• _Wat je doet_:
Geef elke regel uit het materiaal hieronder terug waarin het woord "person" voorkomt.

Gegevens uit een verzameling
------------------------------------------------

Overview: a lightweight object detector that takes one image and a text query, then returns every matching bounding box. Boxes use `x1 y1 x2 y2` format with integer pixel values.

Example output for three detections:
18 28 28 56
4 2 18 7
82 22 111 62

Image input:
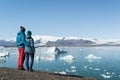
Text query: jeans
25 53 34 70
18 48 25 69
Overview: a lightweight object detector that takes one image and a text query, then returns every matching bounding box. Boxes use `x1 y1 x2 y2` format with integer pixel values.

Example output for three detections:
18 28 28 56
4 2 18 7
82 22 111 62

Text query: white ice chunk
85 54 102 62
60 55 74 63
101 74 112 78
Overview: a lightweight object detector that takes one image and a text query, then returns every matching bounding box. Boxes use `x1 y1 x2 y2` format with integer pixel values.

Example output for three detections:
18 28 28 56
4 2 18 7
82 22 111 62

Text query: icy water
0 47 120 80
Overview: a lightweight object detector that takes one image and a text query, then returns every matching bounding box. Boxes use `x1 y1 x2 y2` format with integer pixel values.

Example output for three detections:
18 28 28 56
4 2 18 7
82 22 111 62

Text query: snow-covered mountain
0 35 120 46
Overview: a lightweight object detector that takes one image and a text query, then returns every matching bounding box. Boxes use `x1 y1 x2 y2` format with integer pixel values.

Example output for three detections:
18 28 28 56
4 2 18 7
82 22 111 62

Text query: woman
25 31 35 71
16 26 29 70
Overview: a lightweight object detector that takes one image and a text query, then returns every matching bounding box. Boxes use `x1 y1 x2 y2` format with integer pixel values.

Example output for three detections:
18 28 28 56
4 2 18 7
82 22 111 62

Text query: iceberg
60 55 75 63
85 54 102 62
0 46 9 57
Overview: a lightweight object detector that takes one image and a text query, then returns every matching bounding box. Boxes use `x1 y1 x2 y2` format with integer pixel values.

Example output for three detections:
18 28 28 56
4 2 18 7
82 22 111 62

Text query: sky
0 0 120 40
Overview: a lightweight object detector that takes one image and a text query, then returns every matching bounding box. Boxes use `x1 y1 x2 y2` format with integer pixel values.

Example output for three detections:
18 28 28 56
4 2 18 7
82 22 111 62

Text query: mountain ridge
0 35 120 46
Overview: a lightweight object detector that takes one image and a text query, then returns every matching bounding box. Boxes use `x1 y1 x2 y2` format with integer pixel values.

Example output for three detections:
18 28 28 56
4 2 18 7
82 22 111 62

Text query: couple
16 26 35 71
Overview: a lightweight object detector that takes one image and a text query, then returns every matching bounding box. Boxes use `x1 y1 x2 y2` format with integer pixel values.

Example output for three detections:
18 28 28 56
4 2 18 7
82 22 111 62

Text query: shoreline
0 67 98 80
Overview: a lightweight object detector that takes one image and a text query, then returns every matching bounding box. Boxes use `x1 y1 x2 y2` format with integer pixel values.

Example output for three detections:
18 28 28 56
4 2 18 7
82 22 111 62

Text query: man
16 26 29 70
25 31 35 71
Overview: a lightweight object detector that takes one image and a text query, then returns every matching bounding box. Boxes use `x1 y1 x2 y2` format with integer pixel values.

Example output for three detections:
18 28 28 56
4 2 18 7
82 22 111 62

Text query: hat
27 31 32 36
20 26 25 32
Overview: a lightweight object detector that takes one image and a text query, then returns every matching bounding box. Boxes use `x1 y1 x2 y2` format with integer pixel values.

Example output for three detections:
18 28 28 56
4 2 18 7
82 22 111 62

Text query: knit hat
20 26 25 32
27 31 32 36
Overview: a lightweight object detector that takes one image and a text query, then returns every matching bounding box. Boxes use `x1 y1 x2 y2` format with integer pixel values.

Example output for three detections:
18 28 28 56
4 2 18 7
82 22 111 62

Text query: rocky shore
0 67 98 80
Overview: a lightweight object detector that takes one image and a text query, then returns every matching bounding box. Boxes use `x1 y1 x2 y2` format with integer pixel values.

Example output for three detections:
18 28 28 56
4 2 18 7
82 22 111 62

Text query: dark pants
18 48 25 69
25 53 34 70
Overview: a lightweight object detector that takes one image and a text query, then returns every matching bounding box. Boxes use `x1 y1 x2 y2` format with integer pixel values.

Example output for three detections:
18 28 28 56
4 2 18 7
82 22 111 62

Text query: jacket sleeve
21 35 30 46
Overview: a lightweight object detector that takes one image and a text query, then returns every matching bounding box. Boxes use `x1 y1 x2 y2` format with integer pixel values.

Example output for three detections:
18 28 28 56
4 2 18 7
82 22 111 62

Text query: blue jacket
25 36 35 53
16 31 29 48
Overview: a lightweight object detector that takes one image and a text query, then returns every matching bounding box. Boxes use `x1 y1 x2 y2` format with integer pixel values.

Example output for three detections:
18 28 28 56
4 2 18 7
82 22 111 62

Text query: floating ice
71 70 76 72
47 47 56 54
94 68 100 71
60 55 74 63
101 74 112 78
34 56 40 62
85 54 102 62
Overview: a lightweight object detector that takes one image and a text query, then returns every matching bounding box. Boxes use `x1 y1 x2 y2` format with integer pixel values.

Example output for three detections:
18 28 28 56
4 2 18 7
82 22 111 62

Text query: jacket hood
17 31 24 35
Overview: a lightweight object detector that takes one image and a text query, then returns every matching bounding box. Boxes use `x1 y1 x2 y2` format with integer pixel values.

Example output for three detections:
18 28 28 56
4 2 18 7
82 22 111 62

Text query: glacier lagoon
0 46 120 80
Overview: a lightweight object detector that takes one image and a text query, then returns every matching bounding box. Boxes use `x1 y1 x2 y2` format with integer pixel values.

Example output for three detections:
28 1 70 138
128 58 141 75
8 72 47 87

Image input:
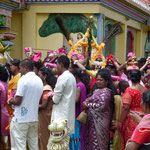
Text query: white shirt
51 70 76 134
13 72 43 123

------------------------------------------------

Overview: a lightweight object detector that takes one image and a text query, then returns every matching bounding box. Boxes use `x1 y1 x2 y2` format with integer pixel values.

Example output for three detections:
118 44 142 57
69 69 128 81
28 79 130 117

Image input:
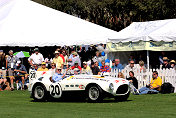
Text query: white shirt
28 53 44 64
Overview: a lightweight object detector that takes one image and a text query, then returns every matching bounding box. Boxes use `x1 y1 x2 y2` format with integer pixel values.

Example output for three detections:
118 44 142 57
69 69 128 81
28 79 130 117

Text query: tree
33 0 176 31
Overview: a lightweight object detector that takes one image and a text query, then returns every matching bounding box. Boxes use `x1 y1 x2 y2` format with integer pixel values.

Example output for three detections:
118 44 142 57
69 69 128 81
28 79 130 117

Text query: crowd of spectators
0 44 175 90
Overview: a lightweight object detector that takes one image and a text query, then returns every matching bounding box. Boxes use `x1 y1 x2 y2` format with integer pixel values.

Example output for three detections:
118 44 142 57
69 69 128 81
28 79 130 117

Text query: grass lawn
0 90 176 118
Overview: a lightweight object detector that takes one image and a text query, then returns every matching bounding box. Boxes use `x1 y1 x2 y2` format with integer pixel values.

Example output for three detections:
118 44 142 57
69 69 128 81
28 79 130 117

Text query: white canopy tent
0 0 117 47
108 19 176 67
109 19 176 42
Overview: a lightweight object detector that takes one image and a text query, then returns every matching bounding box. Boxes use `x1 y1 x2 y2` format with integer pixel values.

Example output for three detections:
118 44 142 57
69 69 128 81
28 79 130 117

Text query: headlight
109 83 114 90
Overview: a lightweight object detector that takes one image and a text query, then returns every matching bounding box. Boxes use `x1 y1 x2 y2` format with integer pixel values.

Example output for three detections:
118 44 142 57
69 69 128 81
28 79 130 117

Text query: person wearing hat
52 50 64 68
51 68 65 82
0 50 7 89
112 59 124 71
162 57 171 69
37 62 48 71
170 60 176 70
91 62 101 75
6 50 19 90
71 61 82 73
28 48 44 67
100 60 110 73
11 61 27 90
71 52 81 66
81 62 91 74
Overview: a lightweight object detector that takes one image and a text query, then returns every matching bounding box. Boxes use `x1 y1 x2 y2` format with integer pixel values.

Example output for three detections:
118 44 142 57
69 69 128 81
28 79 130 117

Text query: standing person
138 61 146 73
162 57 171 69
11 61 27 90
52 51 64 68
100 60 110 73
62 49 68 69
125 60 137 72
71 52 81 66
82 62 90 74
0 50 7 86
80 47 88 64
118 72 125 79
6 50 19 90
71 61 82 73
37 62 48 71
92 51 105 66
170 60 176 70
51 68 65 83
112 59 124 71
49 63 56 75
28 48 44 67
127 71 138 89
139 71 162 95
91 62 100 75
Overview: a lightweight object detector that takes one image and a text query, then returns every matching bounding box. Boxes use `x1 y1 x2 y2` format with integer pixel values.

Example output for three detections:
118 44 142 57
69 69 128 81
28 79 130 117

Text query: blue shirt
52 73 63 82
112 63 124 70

------------------------------------------------

• _Uitvoer hieronder_:
Text query: person wearing hat
Text query: standing person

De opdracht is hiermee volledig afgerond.